_DIRECTIONS FOR THIS TASK:_
What is needed is a faithful copy of all the records.

_SUPPLIED INFORMATION:_
★ ★ ★
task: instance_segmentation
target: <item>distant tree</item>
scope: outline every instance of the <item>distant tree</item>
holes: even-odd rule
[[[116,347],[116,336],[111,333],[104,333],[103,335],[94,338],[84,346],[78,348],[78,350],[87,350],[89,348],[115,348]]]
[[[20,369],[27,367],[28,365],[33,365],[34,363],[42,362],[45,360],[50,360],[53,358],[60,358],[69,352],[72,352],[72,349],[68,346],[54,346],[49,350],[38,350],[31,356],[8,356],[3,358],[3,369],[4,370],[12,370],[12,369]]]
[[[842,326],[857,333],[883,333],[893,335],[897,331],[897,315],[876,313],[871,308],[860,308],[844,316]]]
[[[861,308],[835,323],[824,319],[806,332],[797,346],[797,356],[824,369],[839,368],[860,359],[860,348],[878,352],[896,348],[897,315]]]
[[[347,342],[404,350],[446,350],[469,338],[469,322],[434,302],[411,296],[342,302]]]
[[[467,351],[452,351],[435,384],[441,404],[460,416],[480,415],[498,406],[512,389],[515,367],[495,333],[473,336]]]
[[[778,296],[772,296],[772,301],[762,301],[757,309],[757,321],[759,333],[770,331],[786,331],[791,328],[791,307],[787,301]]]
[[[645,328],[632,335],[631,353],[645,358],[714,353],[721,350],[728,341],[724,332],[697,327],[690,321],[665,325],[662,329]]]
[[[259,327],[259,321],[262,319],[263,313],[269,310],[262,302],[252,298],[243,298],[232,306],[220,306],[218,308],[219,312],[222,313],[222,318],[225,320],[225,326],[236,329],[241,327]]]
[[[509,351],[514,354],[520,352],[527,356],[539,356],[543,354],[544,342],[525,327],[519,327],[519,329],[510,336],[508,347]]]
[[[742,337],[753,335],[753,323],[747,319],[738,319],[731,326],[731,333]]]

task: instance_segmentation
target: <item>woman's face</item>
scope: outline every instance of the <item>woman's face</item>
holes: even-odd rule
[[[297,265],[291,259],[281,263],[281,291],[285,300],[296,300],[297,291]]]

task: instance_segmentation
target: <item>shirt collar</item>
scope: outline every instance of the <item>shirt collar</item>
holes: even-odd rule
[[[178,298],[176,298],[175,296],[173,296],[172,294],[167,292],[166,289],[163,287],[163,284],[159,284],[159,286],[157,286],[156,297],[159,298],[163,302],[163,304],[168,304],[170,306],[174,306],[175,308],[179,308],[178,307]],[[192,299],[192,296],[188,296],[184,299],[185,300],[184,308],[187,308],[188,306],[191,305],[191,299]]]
★ ★ ★
_REPLY TO THE TASK:_
task: instance_segmentation
target: <item>distant tree</item>
scope: outline every instance of the <item>distant tree</item>
holes: even-odd rule
[[[116,347],[116,336],[111,333],[104,333],[103,335],[94,338],[84,346],[78,348],[78,350],[87,350],[89,348],[115,348]]]
[[[20,369],[27,367],[28,365],[33,365],[34,363],[42,362],[45,360],[50,360],[53,358],[60,358],[69,352],[72,352],[72,349],[68,346],[54,346],[49,350],[38,350],[31,356],[8,356],[3,358],[3,369],[4,370],[12,370],[12,369]]]
[[[842,326],[857,333],[883,333],[893,335],[897,331],[897,315],[876,313],[871,308],[860,308],[844,316]]]
[[[861,308],[835,323],[824,319],[806,332],[797,346],[797,356],[824,369],[839,368],[860,359],[860,348],[878,352],[896,348],[897,315]]]
[[[347,342],[404,350],[446,350],[469,338],[469,322],[434,302],[411,296],[342,302]]]
[[[467,351],[452,351],[435,384],[441,404],[460,416],[480,415],[498,406],[512,389],[515,367],[495,333],[473,336]]]
[[[778,296],[772,296],[772,301],[762,301],[757,309],[757,321],[759,333],[770,331],[786,331],[791,328],[791,307],[787,301]]]
[[[645,328],[632,335],[631,353],[645,358],[714,353],[721,350],[728,341],[724,332],[697,327],[690,321],[665,325],[662,329]]]
[[[259,327],[259,321],[262,319],[263,313],[269,310],[262,302],[252,298],[243,298],[232,306],[220,306],[218,308],[219,312],[222,313],[222,318],[225,320],[225,326],[236,329],[241,327]]]
[[[509,351],[514,354],[520,352],[527,356],[539,356],[543,354],[544,342],[525,327],[519,327],[519,329],[510,336],[508,347]]]
[[[742,337],[753,335],[753,323],[747,319],[738,319],[731,326],[731,333]]]

task: instance_segmentation
target: <item>woman's face</item>
scope: outline every instance of the <item>woman's face</item>
holes: even-odd rule
[[[297,265],[291,259],[281,263],[281,291],[285,300],[296,300],[297,291]]]

task: instance_segmentation
target: <item>shirt collar</item>
scope: outline every instance of the <item>shirt collar</item>
holes: even-odd rule
[[[178,298],[176,298],[175,296],[173,296],[172,294],[167,292],[166,289],[163,287],[163,284],[159,284],[159,286],[157,286],[156,297],[159,298],[163,302],[163,304],[168,304],[170,306],[174,306],[175,308],[179,308],[178,307]],[[192,299],[192,296],[188,296],[184,299],[185,300],[184,308],[187,308],[188,306],[191,305],[191,299]]]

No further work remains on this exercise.